▶ HOW TO COMPLETE THIS TASK
Return each line of the entries that mentions the word "roof".
╔══
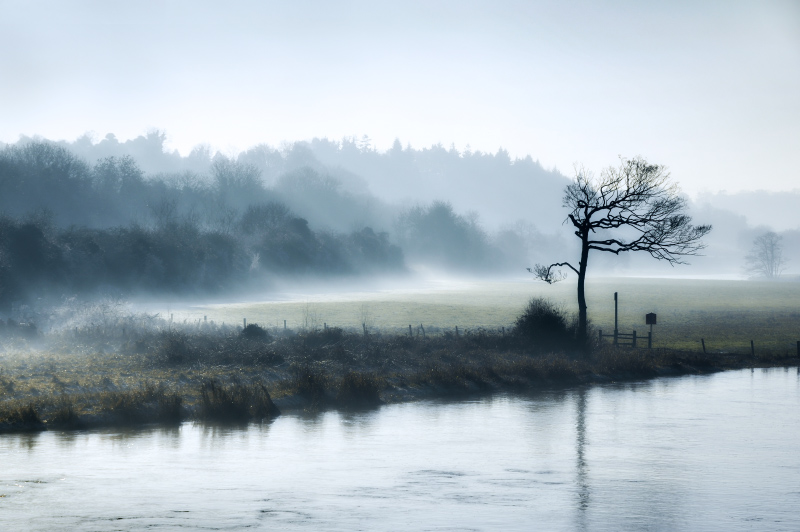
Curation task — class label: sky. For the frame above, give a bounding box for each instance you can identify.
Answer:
[1,0,798,196]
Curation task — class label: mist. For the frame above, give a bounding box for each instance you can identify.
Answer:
[1,132,797,325]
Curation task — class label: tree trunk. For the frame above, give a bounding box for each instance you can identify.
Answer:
[577,232,590,352]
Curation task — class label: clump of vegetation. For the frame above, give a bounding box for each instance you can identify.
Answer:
[336,371,383,408]
[100,384,183,426]
[199,379,279,422]
[291,365,328,408]
[0,401,44,431]
[155,331,193,364]
[513,297,578,352]
[241,323,270,341]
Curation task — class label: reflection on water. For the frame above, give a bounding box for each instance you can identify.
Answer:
[2,368,799,531]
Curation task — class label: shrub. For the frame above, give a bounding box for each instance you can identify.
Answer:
[155,331,192,364]
[241,323,270,341]
[513,297,577,352]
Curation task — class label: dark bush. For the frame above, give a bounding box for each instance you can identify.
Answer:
[241,323,270,341]
[513,297,577,352]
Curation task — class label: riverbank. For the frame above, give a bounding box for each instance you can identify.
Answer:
[1,328,797,434]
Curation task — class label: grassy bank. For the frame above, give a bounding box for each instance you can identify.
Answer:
[1,326,797,434]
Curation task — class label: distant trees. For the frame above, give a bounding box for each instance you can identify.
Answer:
[745,232,786,279]
[530,157,712,348]
[395,201,491,269]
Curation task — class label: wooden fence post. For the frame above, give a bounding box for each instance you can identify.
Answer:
[750,340,755,357]
[701,338,706,354]
[409,324,413,337]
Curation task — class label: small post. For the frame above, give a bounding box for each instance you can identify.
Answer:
[455,325,459,337]
[501,326,505,337]
[409,324,413,337]
[324,322,327,330]
[363,322,367,336]
[648,330,652,349]
[701,338,706,354]
[421,324,426,338]
[243,318,246,329]
[750,340,755,357]
[613,292,618,346]
[284,320,287,330]
[632,330,637,348]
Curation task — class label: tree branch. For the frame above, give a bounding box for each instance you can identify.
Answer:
[528,262,578,284]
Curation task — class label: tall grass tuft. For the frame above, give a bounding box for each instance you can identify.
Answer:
[0,401,45,431]
[49,397,83,429]
[101,384,183,425]
[336,371,383,408]
[199,379,280,422]
[292,365,328,408]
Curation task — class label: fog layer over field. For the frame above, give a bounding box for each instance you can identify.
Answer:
[0,134,797,323]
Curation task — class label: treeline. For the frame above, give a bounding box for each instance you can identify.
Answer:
[0,139,560,312]
[0,143,405,312]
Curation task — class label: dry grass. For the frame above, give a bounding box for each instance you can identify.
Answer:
[0,319,797,434]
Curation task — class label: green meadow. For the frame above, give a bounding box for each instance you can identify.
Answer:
[177,277,800,354]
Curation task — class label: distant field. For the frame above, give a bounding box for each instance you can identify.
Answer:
[165,277,800,354]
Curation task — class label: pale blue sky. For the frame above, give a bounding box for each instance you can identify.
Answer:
[1,0,798,195]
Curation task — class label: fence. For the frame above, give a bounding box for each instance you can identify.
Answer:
[598,329,652,349]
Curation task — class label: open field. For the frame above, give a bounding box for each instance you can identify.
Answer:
[162,277,800,354]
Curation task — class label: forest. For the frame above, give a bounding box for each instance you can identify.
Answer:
[0,135,562,314]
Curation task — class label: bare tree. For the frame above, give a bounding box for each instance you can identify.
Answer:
[745,232,786,279]
[529,157,712,348]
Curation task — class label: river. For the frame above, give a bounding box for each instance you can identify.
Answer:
[3,367,799,531]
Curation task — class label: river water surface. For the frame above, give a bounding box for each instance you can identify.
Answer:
[3,368,799,531]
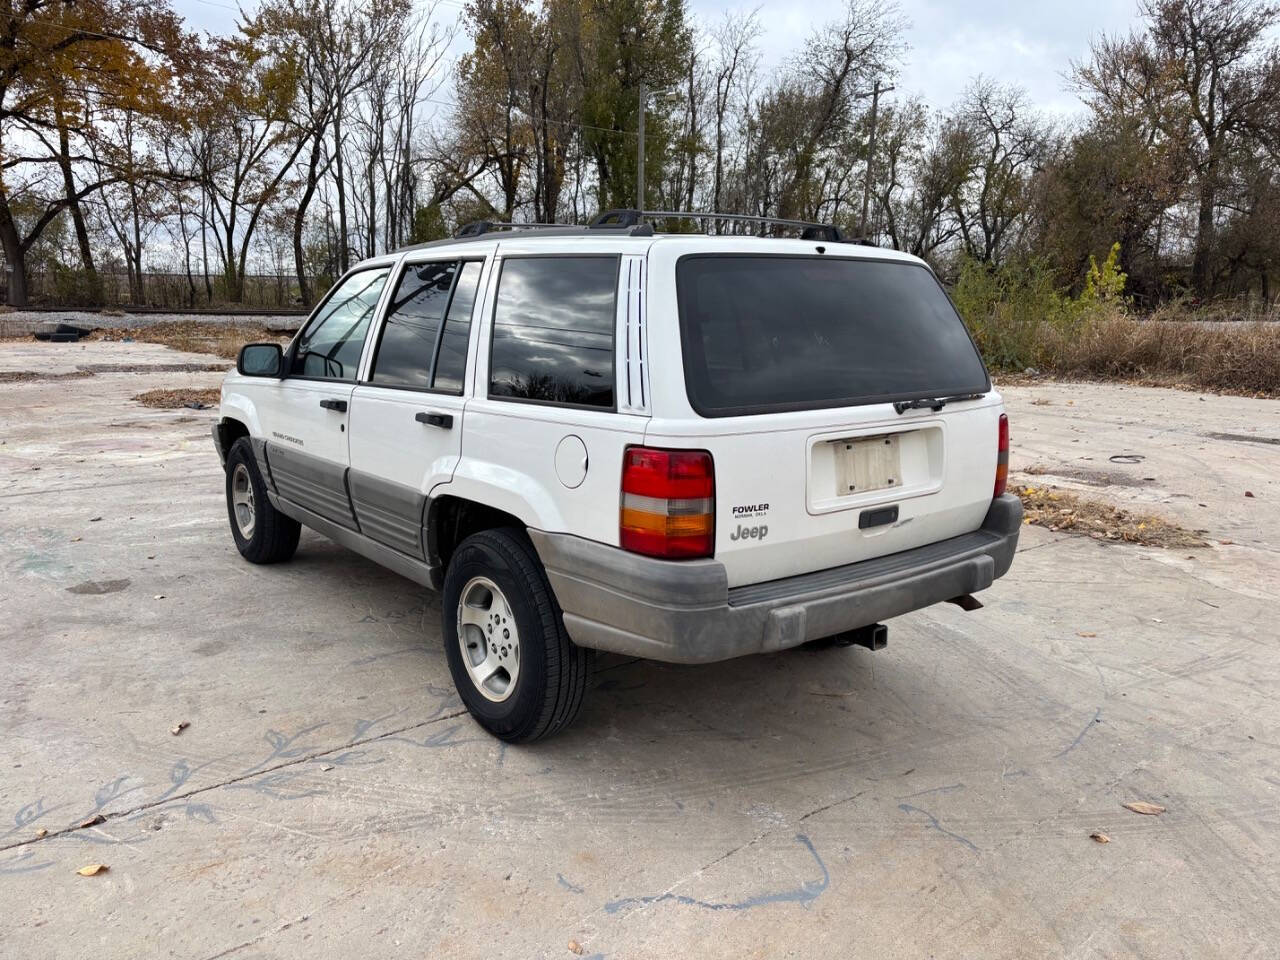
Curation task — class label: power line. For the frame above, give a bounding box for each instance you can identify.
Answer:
[18,17,156,45]
[421,93,638,140]
[185,0,244,14]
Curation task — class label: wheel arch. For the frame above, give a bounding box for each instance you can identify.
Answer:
[215,416,251,465]
[214,389,265,467]
[426,494,531,582]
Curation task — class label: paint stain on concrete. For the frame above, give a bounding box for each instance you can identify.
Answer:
[66,578,131,595]
[604,834,829,914]
[193,639,228,657]
[897,804,979,852]
[557,873,585,894]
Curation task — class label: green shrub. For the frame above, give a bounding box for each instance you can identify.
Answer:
[951,246,1128,372]
[949,243,1278,394]
[1081,242,1127,305]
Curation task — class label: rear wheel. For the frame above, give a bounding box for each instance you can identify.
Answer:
[442,528,588,742]
[225,437,300,564]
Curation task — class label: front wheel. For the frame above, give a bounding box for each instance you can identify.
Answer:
[225,437,300,564]
[442,528,589,742]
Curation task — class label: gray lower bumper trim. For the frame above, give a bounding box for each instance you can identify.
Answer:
[269,491,440,591]
[529,495,1023,664]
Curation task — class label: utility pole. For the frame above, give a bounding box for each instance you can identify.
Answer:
[637,80,646,211]
[859,79,893,240]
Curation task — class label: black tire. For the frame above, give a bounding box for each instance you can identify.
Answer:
[225,437,301,564]
[442,528,589,742]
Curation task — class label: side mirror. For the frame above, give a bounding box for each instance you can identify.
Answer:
[237,343,283,378]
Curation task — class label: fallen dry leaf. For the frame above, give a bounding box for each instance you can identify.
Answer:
[567,941,584,956]
[35,828,47,838]
[133,387,222,409]
[170,721,189,736]
[1015,484,1205,548]
[76,864,108,877]
[1077,631,1097,638]
[1089,831,1110,843]
[78,814,105,829]
[1122,801,1166,816]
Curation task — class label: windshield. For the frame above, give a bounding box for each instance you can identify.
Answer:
[676,255,989,417]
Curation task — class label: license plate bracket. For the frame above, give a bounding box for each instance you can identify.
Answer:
[833,433,902,496]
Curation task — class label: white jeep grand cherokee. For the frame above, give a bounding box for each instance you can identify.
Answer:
[214,210,1021,741]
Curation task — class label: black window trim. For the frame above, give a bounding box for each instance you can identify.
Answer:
[674,252,992,419]
[285,263,394,385]
[486,253,621,414]
[360,256,486,397]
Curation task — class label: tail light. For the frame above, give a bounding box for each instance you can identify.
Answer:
[994,413,1010,497]
[620,446,715,559]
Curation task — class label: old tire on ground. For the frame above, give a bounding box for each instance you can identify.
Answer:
[442,528,589,742]
[225,437,301,564]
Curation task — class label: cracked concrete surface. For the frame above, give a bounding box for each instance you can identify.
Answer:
[2,344,1278,959]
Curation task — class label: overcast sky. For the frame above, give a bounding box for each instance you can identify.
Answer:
[172,0,1144,116]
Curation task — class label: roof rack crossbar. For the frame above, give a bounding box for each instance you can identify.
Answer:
[588,209,852,243]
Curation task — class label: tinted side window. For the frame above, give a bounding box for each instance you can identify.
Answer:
[292,268,389,380]
[489,257,617,409]
[371,261,458,389]
[432,261,483,395]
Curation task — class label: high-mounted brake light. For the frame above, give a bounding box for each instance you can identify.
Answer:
[994,413,1010,498]
[620,446,715,559]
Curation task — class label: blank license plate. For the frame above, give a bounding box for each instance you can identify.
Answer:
[833,434,902,496]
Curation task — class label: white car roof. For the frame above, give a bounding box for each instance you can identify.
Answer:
[351,227,927,271]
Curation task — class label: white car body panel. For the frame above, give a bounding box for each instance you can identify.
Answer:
[220,230,1002,592]
[641,237,999,588]
[451,245,648,538]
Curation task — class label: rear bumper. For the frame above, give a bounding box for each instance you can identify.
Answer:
[529,495,1023,664]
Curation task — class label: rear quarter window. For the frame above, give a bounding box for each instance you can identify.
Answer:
[676,255,990,416]
[489,256,618,410]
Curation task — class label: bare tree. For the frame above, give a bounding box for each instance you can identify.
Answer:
[709,11,760,216]
[950,78,1050,263]
[1074,0,1280,293]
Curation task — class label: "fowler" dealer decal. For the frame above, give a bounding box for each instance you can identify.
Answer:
[729,502,769,541]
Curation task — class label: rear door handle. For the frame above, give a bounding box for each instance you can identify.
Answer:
[415,411,453,429]
[319,399,347,412]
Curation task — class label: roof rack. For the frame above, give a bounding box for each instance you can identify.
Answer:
[453,220,566,238]
[589,209,867,244]
[428,210,869,246]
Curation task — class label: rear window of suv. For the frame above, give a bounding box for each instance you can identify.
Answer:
[676,255,989,417]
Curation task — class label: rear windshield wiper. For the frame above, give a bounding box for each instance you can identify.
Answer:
[893,393,984,415]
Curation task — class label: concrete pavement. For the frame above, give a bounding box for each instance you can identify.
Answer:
[1,344,1276,959]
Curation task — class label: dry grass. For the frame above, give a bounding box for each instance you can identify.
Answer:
[92,321,291,361]
[1014,483,1207,548]
[133,387,222,409]
[1044,316,1280,397]
[0,369,94,383]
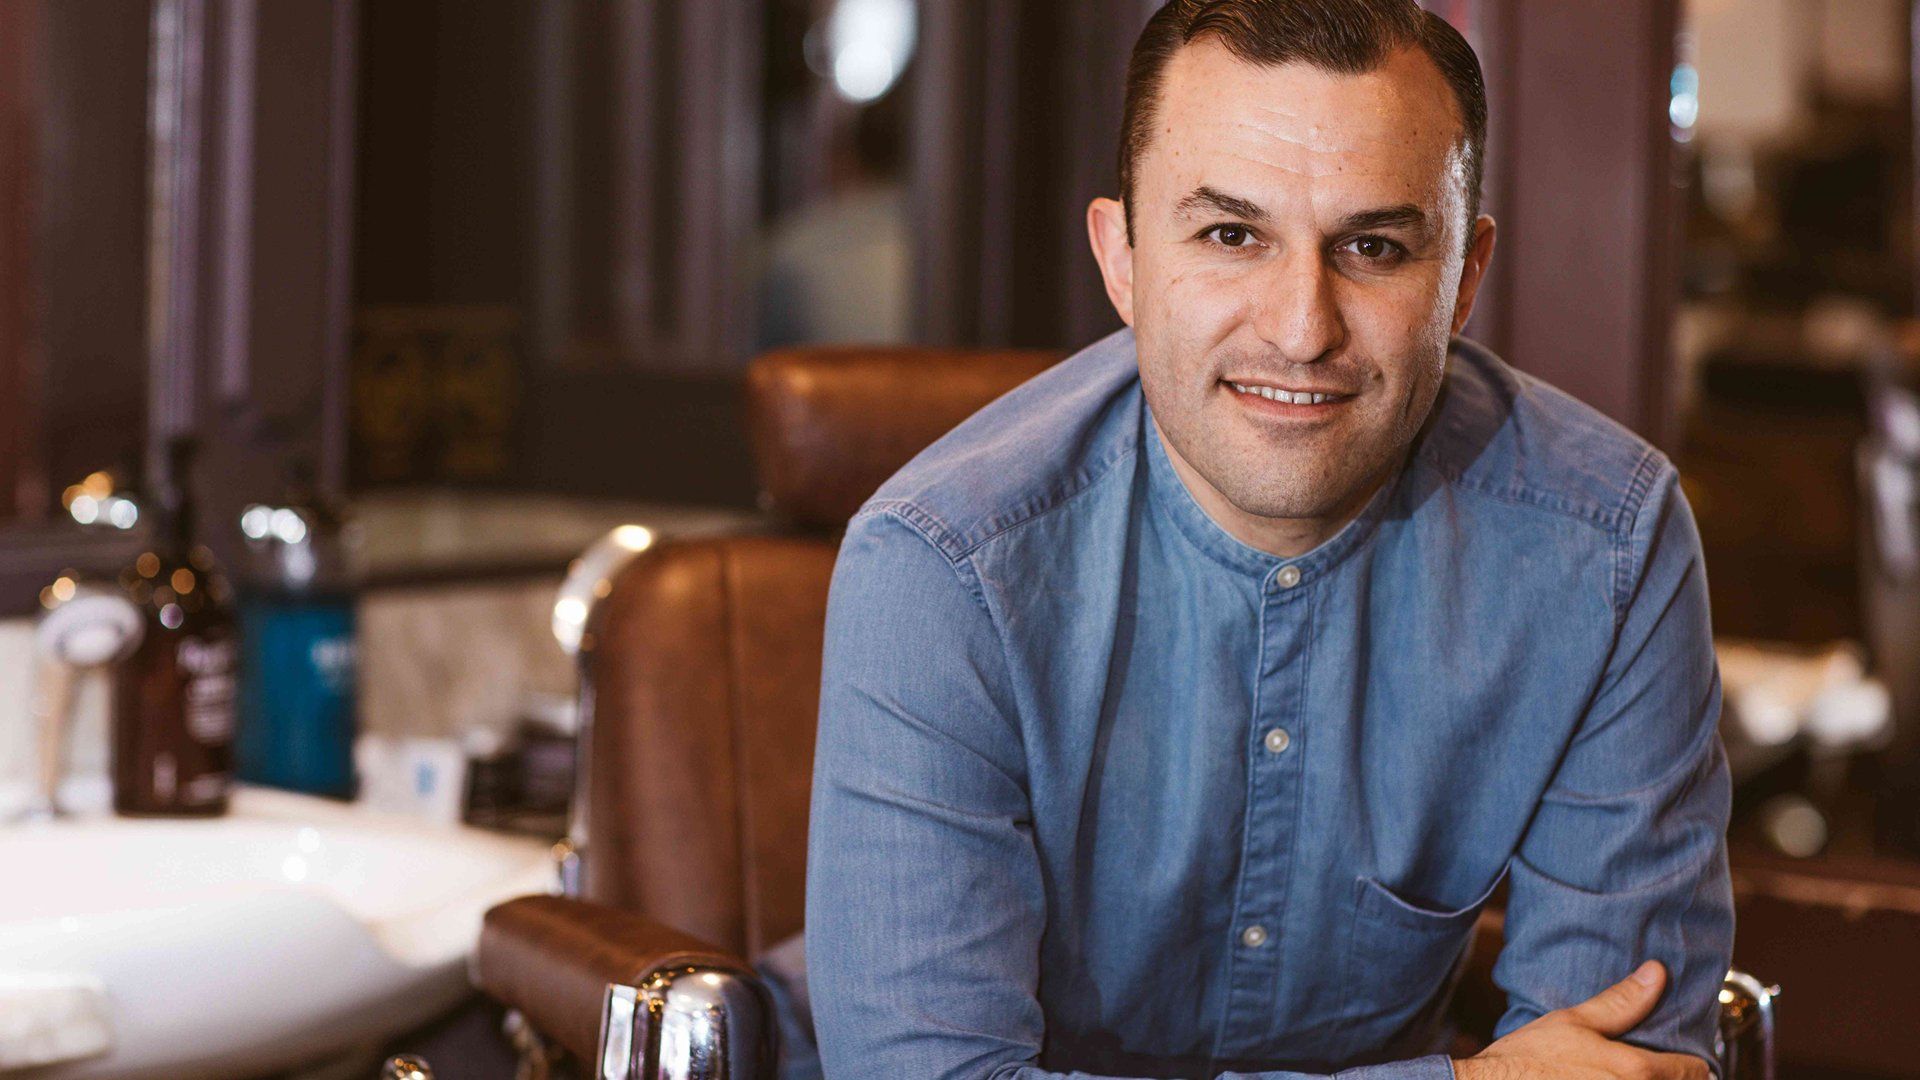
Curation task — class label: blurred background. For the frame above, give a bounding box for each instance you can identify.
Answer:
[4,1,1920,1077]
╚══
▶ RESPONSE BELOW
Curation task — class label: roof rack crossbar. For the frame above, give a bounding box for each instance you can identify.
Curation task — class label: white car roof. For the frame above, give a bounding box for each instance you can identify.
Curation task — class label: roof rack. For the frame above, give a bounding box for each instance you can identify.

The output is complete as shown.